Actions to take:
• A. Answer these questions from the text on Obadiah, one line each:
(i) What does the Hebrew name Obadiah mean?
(ii) According to the Talmud, who was Obadiah's ancestor?
(iii) Who brought up Esau?
• B. List every person other than Obadiah who is named in the paragraph of the text on Obadiah under the heading about rabbinic tradition.
• C. Reproduce the text on Obadiah from "According to the" to "their good deeds.".

See also Book of Obadiah.
For the Khazar ruler, see Obadiah (Khazar).
For one of the 25 Islands described in the 2002 book by Clive Barker, see Abarat.

Obadiah (עֹבַדְיָה "Servant of the LORD", Standard Hebrew ʿOvadia, Tiberian Hebrew ʿŌḇaḏyāh, Vulgate Abdias) is the name of many people mentioned in the Hebrew Bible, the Old Testament.

[edit] Prophet Obadiah in rabbinic tradition

According to the Talmud, Obadiah is said to have been a descendant of Eliphaz, the friend of Job. He is identified with the Obadiah who prophesied against Edom. It is said that he was chosen to prophesy against Edom because he was himself an Edomite. Moreover, having lived with two such godless persons as Ahab and Jezebel without learning to act as they did, he seemed the most suitable person to prophesy against Esau (Edom), who, having been brought up by two pious persons, Isaac and Rebekah, had not learned to imitate their good deeds.

(Labeled area outline items)
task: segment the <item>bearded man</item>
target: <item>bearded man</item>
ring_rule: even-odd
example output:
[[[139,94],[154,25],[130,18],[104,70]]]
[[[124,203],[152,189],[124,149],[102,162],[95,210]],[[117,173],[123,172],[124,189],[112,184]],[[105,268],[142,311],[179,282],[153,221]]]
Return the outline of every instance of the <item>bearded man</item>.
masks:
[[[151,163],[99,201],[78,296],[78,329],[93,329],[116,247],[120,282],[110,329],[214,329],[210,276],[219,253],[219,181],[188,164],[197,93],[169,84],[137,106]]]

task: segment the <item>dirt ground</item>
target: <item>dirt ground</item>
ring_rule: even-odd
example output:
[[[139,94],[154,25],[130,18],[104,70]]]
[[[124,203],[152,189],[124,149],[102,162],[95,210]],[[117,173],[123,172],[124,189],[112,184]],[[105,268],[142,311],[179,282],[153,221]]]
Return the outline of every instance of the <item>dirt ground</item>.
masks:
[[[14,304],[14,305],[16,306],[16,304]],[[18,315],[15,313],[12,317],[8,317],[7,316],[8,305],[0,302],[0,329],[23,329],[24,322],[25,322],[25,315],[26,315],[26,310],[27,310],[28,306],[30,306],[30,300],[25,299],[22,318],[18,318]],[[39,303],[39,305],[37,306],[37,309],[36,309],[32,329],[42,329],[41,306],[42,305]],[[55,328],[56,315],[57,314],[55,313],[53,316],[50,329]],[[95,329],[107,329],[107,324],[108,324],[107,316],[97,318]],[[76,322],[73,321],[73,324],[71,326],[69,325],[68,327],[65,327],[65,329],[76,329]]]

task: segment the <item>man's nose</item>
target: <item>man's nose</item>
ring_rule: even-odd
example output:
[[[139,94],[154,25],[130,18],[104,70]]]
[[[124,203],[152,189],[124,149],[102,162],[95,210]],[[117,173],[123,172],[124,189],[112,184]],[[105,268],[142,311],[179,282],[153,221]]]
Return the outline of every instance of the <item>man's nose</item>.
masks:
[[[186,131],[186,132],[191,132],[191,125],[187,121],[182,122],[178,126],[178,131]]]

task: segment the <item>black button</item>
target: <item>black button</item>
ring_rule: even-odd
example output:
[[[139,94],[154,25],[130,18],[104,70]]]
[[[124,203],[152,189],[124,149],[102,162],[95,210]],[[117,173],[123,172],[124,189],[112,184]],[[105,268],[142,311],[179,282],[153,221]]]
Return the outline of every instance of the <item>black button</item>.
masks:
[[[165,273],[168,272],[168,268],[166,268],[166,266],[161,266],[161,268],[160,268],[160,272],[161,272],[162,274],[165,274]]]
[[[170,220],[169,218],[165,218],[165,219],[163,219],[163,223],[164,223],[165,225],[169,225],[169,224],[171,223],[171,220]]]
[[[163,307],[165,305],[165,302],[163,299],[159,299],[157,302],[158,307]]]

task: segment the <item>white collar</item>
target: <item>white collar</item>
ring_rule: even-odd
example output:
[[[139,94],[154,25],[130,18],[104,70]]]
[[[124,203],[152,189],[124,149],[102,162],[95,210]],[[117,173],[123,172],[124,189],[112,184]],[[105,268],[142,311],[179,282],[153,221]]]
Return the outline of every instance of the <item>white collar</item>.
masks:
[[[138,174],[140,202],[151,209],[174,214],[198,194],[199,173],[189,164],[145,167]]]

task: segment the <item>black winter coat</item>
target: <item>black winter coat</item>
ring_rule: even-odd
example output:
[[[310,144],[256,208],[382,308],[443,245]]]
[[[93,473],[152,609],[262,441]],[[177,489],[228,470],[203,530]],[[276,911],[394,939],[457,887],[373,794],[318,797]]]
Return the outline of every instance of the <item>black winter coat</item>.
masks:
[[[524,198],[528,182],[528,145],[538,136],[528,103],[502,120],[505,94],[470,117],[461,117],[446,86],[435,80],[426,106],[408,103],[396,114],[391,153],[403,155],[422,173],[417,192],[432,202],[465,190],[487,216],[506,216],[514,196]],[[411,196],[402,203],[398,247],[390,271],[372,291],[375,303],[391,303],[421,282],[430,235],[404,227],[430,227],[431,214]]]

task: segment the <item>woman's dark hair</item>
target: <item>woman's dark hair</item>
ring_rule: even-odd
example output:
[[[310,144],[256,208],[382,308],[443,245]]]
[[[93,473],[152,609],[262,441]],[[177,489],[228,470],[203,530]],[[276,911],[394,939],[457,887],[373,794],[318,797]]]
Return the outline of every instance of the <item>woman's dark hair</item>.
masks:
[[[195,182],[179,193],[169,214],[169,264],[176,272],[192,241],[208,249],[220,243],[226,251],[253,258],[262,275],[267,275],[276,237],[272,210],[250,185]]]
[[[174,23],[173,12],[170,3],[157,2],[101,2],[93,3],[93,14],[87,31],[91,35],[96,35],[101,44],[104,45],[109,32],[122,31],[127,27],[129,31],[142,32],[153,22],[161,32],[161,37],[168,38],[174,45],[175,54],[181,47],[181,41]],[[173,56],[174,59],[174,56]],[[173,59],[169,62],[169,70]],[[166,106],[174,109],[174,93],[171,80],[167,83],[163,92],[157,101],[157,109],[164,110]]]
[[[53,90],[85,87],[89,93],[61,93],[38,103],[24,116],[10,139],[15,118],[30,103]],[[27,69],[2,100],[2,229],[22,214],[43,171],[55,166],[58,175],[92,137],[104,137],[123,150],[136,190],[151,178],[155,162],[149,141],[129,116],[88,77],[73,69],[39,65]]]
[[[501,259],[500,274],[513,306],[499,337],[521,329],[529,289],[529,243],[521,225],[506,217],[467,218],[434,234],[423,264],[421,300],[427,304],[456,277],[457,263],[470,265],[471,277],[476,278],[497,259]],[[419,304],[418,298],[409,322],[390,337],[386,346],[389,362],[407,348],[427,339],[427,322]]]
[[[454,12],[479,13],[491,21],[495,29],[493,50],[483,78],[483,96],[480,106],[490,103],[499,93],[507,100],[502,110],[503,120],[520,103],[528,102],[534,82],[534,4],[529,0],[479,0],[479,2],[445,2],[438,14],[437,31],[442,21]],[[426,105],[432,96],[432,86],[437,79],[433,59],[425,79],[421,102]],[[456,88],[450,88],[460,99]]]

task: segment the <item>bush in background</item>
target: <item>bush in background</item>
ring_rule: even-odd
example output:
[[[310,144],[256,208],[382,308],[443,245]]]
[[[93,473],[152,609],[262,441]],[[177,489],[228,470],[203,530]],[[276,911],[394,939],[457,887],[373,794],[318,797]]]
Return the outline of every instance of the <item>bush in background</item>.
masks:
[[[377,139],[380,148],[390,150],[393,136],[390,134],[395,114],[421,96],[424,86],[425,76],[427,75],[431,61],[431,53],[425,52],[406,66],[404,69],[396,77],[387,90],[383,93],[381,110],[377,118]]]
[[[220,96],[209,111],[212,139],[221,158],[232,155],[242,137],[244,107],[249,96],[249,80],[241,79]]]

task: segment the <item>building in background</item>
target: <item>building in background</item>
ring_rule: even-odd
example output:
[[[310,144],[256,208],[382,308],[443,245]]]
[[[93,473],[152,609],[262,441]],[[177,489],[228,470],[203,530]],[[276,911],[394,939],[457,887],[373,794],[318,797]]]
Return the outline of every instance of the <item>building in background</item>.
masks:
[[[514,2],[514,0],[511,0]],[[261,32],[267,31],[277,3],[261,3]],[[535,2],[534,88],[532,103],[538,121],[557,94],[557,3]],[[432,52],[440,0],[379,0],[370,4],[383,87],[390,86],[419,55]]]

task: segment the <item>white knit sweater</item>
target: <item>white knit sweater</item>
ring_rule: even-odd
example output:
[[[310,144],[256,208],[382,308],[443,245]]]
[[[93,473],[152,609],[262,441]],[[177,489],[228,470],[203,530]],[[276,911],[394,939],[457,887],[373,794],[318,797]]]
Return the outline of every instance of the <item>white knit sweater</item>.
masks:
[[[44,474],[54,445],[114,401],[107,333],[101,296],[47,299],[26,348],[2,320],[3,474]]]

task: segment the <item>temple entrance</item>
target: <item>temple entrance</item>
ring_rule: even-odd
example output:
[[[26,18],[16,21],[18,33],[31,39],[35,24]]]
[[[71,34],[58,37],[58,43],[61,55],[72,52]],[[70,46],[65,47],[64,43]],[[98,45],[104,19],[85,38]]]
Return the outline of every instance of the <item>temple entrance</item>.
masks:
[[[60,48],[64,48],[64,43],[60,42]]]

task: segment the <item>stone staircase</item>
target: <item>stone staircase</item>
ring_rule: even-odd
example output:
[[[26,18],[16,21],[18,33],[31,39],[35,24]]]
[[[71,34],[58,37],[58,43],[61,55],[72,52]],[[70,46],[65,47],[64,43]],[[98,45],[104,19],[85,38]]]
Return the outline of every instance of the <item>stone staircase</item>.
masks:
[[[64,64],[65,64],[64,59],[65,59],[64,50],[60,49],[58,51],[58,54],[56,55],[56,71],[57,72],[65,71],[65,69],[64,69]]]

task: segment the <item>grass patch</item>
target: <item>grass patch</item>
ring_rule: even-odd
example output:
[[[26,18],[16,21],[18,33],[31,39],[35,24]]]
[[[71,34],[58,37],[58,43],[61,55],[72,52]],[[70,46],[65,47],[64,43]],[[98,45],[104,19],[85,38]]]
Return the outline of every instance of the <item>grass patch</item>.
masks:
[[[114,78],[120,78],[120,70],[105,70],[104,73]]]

==

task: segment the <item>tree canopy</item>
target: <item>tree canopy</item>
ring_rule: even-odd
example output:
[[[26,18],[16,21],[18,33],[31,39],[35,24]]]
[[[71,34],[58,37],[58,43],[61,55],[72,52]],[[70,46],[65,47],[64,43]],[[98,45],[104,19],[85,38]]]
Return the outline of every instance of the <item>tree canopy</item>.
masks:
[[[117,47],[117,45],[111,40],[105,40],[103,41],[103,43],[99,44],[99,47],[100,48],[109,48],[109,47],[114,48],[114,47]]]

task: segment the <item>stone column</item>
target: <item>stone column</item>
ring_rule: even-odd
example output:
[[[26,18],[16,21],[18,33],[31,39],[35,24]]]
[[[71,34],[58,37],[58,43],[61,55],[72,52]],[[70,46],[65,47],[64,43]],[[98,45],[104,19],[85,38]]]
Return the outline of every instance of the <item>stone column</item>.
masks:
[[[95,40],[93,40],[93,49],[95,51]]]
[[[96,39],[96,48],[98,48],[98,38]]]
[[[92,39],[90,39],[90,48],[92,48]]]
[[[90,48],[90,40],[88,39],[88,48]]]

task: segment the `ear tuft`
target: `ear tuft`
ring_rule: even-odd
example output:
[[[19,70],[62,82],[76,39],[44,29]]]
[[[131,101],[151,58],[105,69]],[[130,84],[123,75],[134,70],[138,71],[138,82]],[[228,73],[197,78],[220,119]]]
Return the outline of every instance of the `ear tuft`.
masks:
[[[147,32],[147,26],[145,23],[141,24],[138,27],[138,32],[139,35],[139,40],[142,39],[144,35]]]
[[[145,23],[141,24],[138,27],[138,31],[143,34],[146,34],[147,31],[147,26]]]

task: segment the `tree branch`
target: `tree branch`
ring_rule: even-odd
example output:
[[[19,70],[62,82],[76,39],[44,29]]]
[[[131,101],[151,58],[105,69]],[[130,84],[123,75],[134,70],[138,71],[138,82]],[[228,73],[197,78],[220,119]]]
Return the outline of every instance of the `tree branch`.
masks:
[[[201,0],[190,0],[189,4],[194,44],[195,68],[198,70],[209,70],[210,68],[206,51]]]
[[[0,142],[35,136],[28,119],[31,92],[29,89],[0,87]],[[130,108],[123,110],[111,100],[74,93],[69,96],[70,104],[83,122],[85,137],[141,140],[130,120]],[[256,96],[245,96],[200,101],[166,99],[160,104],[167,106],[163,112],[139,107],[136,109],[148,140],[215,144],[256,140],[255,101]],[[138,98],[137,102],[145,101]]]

--

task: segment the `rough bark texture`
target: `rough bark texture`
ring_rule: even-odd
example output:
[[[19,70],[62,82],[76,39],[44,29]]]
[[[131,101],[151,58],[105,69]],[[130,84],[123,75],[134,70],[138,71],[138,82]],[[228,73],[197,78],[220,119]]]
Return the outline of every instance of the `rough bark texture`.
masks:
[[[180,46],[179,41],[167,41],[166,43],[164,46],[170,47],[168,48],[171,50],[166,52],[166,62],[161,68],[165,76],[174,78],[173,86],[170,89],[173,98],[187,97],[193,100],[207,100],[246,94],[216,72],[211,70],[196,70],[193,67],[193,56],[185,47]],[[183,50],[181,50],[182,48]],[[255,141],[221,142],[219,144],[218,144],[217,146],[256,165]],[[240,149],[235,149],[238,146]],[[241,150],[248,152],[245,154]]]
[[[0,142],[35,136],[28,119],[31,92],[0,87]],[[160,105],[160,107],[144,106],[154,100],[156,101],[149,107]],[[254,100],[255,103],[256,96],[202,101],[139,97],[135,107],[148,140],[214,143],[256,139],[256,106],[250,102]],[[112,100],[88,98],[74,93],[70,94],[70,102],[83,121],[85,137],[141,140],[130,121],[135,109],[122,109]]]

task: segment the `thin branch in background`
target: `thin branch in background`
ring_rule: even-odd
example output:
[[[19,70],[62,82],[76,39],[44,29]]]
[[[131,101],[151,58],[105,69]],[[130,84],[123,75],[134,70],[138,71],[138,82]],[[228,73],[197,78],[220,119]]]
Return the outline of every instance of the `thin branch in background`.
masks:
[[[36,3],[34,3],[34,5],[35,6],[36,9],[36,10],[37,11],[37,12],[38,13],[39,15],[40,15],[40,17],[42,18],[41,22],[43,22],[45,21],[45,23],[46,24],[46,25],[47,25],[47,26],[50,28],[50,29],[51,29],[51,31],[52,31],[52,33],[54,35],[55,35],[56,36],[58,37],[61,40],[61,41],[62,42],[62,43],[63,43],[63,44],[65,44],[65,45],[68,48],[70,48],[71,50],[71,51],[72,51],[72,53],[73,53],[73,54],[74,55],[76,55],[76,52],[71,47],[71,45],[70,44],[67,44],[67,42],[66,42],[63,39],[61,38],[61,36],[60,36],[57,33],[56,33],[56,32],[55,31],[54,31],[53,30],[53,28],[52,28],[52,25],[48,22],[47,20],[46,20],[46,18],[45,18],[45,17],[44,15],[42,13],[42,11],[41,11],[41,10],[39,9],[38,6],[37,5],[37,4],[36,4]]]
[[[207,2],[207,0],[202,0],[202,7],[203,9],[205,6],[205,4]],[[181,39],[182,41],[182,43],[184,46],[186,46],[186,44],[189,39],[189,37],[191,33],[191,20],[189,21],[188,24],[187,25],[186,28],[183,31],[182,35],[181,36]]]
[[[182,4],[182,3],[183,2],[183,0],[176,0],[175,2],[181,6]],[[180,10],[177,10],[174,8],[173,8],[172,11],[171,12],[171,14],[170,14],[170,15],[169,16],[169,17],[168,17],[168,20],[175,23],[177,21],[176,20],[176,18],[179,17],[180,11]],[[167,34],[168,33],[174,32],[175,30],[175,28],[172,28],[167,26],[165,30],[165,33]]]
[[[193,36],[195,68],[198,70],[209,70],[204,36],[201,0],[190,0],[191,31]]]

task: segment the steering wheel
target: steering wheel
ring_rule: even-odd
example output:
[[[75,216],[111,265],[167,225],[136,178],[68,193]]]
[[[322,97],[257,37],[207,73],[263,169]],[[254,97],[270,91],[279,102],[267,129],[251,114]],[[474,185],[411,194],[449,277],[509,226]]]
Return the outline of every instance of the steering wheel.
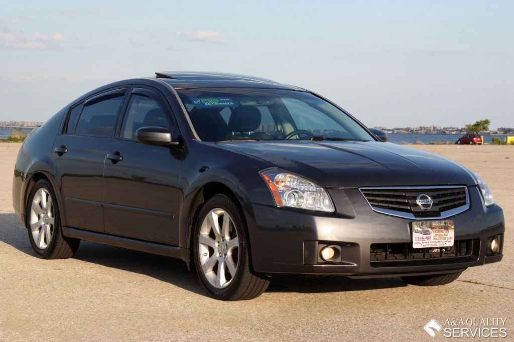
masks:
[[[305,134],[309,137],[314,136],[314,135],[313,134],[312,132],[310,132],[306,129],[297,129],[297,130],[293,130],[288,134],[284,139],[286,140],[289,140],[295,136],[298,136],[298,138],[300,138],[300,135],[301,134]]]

Answers to each task:
• A.
(i) Servant of the LORD
(ii) Eliphaz, the friend of Job
(iii) Isaac and Rebekah

• B.
Eliphaz
Job
Ahab
Jezebel
Esau
Isaac
Rebekah

• C.
According to the Talmud, Obadiah is said to have been a descendant of Eliphaz, the friend of Job. He is identified with the Obadiah who prophesied against Edom. It is said that he was chosen to prophesy against Edom because he was himself an Edomite. Moreover, having lived with two such godless persons as Ahab and Jezebel without learning to act as they did, he seemed the most suitable person to prophesy against Esau (Edom), who, having been brought up by two pious persons, Isaac and Rebekah, had not learned to imitate their good deeds.